▶ [Exercise requirements]
a. Answer these questions from the usage glossary:
(i) What does "naturist" mean?
(ii) What is Holland, according to the glossary?
(iii) Which form of "near by, nearby" does The Guardian use?
b. Reproduce the usage glossary, beginning at the words "naïve, naive." and stopping after "way of life.".

▶ [Text shown]
Appendix III: Word Wise

 

N

 

naïve, naive.

The modern tendency, exemplified by both The Guardian1 and The Times,2 is to omit the diaeresis.

(See also diacritics.)

 

naturalist – one who studies nature.
naturist – a nudist; one who advocates a simple back-to-nature way of life.

 

N.B. – (nota bene) ‘note well’. Take note; mark what follows. Now often written without the points.

 

n.d. – 'no date (of publication)'. Used in referencing systems.

(See abbreviations.)

 

near by, nearby.

Near by – (adv.) The prime minister mingled with the crowd, but his security guards were near by. Nearby – (adj.) The property is well situated with 
a nearby shopping centre
. The Guardian uses the one-word form in both capacities.3

 

neither is, neither are.

Grammatically, singular verbs for singular nouns: Neither Jill nor her partner is a smoker; neither smokes. Plural verbs for plural nouns: Neither the
Liberal Democrats nor the Tories are strong enough to take the seat from Labour
; neither really expect to
.

(See also either, neither, none.)

 

net – (US & UK) remaining after deductions.
nett– (UK) (variant)

Burchfield insists on net.4 

 

Netherlands – the country.
Holland – a region in the western part of the Netherlands.

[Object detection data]
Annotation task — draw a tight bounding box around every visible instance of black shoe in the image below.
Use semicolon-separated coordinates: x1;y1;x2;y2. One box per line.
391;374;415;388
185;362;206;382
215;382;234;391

▶ [Completed exercise]
a.
(i) A nudist; one who advocates a simple back-to-nature way of life.
(ii) A region in the western part of the Netherlands.
(iii) The one-word form, "nearby," in both capacities.

b.
naïve, naive.

The modern tendency, exemplified by both The Guardian1 and The Times,2 is to omit the diaeresis.

(See also diacritics.)

 

naturalist – one who studies nature.
naturist – a nudist; one who advocates a simple back-to-nature way of life.